### Task to complete
Reproduce the material below, substituting "widest part" for each occurrence of "thickest part" and leaving every other word unchanged.
—————
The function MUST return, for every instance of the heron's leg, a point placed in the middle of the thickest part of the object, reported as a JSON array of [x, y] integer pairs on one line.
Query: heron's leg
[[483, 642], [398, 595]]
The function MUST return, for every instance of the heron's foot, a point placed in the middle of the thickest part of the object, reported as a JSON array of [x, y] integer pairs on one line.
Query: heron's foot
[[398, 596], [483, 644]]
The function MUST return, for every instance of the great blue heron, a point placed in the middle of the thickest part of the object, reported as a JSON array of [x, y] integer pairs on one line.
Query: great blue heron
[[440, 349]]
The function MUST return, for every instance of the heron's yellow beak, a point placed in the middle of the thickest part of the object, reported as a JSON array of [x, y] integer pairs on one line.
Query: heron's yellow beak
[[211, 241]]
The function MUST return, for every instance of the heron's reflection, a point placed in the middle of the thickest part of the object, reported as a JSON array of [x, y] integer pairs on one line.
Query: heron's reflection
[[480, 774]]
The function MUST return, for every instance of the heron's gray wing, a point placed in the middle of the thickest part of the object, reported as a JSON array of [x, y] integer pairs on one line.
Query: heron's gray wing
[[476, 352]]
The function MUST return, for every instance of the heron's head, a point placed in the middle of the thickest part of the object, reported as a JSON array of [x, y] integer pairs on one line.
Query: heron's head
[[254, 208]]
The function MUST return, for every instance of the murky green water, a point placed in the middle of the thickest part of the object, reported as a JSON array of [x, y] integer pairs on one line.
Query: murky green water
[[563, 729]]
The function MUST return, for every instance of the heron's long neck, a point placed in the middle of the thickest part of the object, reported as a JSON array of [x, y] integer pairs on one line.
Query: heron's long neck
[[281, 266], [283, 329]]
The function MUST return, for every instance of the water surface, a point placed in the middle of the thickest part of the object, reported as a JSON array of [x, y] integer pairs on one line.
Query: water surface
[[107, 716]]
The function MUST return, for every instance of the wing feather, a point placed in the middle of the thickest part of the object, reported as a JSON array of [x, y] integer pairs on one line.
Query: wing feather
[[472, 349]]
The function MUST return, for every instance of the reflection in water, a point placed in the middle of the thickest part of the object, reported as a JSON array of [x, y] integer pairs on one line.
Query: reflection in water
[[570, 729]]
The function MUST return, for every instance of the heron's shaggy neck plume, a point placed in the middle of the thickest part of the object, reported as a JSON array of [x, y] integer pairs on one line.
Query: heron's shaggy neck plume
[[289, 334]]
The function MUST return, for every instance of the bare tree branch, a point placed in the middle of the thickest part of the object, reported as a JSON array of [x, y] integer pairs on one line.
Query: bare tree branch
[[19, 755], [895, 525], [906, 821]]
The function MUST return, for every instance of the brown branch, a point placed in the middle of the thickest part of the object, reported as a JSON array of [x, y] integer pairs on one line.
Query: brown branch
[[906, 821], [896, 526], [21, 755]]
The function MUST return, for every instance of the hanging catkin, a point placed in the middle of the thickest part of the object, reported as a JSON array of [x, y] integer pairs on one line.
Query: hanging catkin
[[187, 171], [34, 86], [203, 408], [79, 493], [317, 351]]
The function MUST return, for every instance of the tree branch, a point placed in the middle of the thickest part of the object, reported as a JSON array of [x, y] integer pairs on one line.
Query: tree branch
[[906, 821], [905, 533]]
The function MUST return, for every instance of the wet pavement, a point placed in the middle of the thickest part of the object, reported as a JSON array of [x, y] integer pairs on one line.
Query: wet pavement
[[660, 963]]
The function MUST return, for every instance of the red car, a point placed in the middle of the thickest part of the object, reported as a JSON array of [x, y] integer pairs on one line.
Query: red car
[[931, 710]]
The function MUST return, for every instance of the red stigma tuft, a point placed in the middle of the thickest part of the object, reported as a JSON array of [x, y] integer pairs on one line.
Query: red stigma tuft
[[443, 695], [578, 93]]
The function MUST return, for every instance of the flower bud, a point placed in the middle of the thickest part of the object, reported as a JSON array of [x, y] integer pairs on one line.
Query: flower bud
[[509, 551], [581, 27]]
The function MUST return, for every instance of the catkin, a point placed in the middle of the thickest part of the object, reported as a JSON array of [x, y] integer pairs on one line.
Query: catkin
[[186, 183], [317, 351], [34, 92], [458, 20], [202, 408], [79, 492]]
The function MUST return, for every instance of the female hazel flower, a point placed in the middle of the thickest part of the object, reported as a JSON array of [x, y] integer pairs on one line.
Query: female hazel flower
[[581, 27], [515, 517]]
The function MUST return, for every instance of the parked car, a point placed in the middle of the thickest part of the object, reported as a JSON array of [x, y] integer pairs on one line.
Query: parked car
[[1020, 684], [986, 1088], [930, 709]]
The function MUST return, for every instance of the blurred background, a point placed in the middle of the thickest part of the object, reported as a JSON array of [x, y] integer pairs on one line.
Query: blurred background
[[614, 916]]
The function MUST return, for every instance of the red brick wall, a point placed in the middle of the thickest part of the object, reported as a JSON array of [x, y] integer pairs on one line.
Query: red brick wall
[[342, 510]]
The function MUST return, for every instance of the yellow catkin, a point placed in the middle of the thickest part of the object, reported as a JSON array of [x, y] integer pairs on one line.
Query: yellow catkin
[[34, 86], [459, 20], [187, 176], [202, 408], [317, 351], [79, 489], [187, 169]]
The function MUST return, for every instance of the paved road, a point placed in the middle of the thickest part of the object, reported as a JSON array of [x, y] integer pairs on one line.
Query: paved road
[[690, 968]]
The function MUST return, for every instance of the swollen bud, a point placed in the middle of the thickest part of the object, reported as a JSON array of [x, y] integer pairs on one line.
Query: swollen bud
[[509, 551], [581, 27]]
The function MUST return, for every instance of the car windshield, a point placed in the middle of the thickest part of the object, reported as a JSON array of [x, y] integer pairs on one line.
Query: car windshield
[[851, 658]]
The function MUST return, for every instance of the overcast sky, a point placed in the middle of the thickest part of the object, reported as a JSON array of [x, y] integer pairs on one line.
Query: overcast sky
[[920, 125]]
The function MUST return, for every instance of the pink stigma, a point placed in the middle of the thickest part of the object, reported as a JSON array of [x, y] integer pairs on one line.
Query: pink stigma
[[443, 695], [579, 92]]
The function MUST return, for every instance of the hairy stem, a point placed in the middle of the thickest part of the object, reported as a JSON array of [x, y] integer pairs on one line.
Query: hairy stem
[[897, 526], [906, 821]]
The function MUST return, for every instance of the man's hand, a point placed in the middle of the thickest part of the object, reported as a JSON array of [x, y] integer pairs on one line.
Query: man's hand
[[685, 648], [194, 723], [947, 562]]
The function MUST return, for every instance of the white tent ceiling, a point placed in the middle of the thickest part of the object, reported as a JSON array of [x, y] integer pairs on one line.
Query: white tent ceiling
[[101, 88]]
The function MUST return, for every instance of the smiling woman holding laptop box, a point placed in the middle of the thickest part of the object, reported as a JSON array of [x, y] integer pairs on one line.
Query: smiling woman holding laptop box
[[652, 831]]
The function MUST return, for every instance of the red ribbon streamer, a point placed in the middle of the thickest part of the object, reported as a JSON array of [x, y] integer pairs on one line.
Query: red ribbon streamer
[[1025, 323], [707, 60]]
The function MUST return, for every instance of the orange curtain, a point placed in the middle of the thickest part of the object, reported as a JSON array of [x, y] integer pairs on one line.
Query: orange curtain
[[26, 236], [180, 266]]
—————
### Result of this exercise
The function MUST return, for every instance of the heron's leg, a point placed in the middle of the widest part of the object, reported as a JSON array of [x, y] integer pairs on one line.
Query: heron's leg
[[483, 642], [398, 595]]
The function MUST return, for every instance of the heron's foot, a point placed in the middle of the widest part of the object, reported as a JSON array of [x, y] integer pairs on one line.
Query: heron's foot
[[398, 596], [483, 644]]
The function MUST return, for every instance of the great blue heron, a point placed in the middle of the widest part of the object, reported as a JSON array of [x, y] integer pairs on one line.
Query: great blue heron
[[440, 349]]
The function MUST return, for every instance of the heron's yellow beak, a point placed in the middle of the widest part of the object, reported as a JSON array of [x, y] integer pairs on one line.
Query: heron's yellow beak
[[211, 241]]
The function MUST return, for every instance of the heron's reflection, a point placed in the middle of the widest part of the object, reported as a JSON array of [x, y] integer pairs on one line.
Query: heron's reflection
[[480, 774]]
The function MUST return, for every instance of the heron's gray wing, a point placed in the middle of the widest part of the object, reported as a JSON array of [x, y] integer pairs on one line.
Query: heron's gray wing
[[476, 352]]
The function MUST return, for every instance of the heron's head, a point placed in the middle of the widest part of the object, reported as a JSON array of [x, y] integer pairs on one line.
Query: heron's head
[[254, 208]]
The function MUST return, for every instance of the murky green water, a point placed in the middle of the widest part of the object, reported as a JSON array of [x, y] integer pairs on one line.
Query: murky green water
[[563, 729]]
The function MUST return, for every instance of the heron's long neck, a point placed in the middle of the widest part of the object, reported as a JSON array of [x, y] integer pairs on one line.
Query: heron's long neck
[[281, 266], [283, 329]]
The function MUST return, for every instance of the water surface, a point placed in the middle of the widest part of the object, reported as a JSON array of [x, y] integer pairs on one line.
Query: water surface
[[107, 716]]
The function MUST return, for every instance of the wing feather, a point placed in the middle of the widest part of the object, reported as a JSON array of [x, y] integer pairs on one line.
Query: wing feather
[[472, 349]]
The function MUST return, for every instance of the reflection in water, a point placed in the middle of the widest part of the object, reported as a JSON array of [x, y] integer pairs on one line.
Query: reflection in water
[[570, 729]]
The function MUST return, for every instance of the heron's shaggy neck plume, a point placed in the middle of the widest part of the object, reported as a JSON array of [x, y] integer pairs on one line.
Query: heron's shaggy neck plume
[[289, 334]]
The function MUST return, for every instance of the bare tree branch, a point placed in the middle of the widest part of the object, reported as a JSON array of [x, y] integer pairs on one line.
Query: bare tree branch
[[19, 755], [895, 525], [906, 821]]
The function MUST return, for every instance of the brown branch, a point placed in the middle of the widest part of the object, reported as a JSON array of [x, y] integer pairs on one line.
Query: brown branch
[[906, 821], [896, 526], [21, 755]]
The function MUST return, for every instance of the hanging catkin, a point placed in the middle of the widest part of the object, reported as a JSON array of [x, y] integer pairs on one line.
Query: hanging catkin
[[187, 171], [34, 86], [203, 408], [79, 493], [317, 351]]
The function MUST return, for every instance of the tree branch, a point placed in the middle of the widest part of the object, reported as a JSON array of [x, y] integer pairs on one line.
Query: tree branch
[[906, 821], [905, 533]]
The function MUST return, for every instance of the wet pavement, a point placed in the middle of the widest part of the object, reported as a JSON array of [x, y] integer pairs on one line.
Query: wet pavement
[[660, 963]]
The function MUST return, for every instance of the red car, a point placed in the middle of the widest part of the object, reported as a JSON array of [x, y] integer pairs on one line.
Query: red car
[[931, 710]]
The function MUST return, for every instance of the red stigma tuft, a point placed in the middle of the widest part of the object, reported as a JSON array of [x, y] integer pairs on one line.
Query: red stigma tuft
[[443, 695], [578, 93]]
The function MUST return, for every instance of the flower bud, a point placed in the middle of the widest part of the object, reported as a JSON array of [x, y] integer pairs on one line.
Query: flower bud
[[509, 551], [581, 27]]
The function MUST return, for every instance of the catkin, a point placed in the middle of the widest part of the object, reported as a JSON array of [x, y] integer pairs on one line.
Query: catkin
[[186, 183], [317, 351], [34, 92], [458, 20], [202, 408], [79, 492]]
The function MUST return, for every instance of the female hazel flower, a point placed in the middle of the widest part of the object, reported as a JSON array of [x, y] integer pairs on one line.
Query: female hazel flower
[[581, 27], [515, 517]]
The function MUST return, for every instance of the parked car, a point placed in the middle of the widest part of the object, reported as a JSON array of [x, y] integer pairs on one line.
Query: parked car
[[1020, 684], [986, 1088], [930, 709]]
The function MUST return, for every instance of the blurred background, a point placed in the middle of the widest part of the object, reported as a JSON array of [x, y] integer pairs on one line.
Query: blurred background
[[614, 916]]
The function MUST return, for every instance of the red brick wall, a point placed in the middle of the widest part of the object, reported as a JSON array of [x, y] integer pairs on one line.
Query: red brick wall
[[342, 510]]
The function MUST return, for every instance of the yellow catkin, a point placed in the middle of the widest part of the object, reported as a JSON array of [x, y] integer pairs on one line.
Query: yellow catkin
[[34, 86], [459, 20], [187, 176], [202, 408], [317, 351], [79, 489], [187, 169]]
The function MUST return, for every instance of the paved road, a point placed in the middle of the widest part of the object, reported as a JSON array of [x, y] integer pairs on one line.
Query: paved road
[[690, 968]]
The function MUST return, for every instance of the swollen bud, a point placed in the middle of the widest part of the object, reported as a JSON array of [x, y] integer pairs on one line.
Query: swollen bud
[[509, 551], [581, 27]]
The function MUST return, for every instance of the car windshield, a point placed in the middle of the widest part of the object, reported as a JSON array of [x, y] integer pairs on one line.
Query: car windshield
[[851, 658]]
The function MUST return, for every instance of the overcast sky, a point placed in the middle of the widest part of the object, reported as a JSON array of [x, y] integer pairs on one line.
Query: overcast sky
[[920, 125]]
The function MUST return, for every instance of the pink stigma, a point placed in the middle of the widest part of the object, reported as a JSON array of [x, y] integer pairs on one line.
Query: pink stigma
[[443, 695], [579, 92]]
The function MUST return, for every instance of the hairy stem, a point placed in the middle of the widest part of the object, reported as a JSON array of [x, y] integer pairs on one line.
Query: hairy stem
[[897, 526], [906, 821]]
The function MUST return, for every instance of the man's hand, a point placed in the middle of the widest part of the object, reported as a JSON array of [x, y] integer pairs on one line.
Query: man's hand
[[685, 648], [194, 723], [947, 562]]
The function MUST return, for every instance of the white tent ceiling, a point placed in the middle of the widest part of the object, reported as a JSON array of [x, y] integer pairs on one line.
Query: white tent ceiling
[[101, 88]]
The function MUST return, for every instance of the smiling woman holding laptop box, a point placed in the middle of the widest part of the object, reported as a JSON array of [x, y] integer pairs on one line.
Query: smiling woman holding laptop box
[[652, 831]]
The function MUST return, for every instance of the red ribbon streamer, a point placed in the middle of the widest part of the object, reported as a JSON array of [x, y] integer pairs on one line.
Query: red ribbon streamer
[[1025, 323], [707, 60]]
The function MUST return, for every instance of the orange curtain, a point placed in the middle of the widest part of the object, reported as a JSON array of [x, y] integer pairs on one line.
Query: orange curtain
[[26, 236], [180, 266]]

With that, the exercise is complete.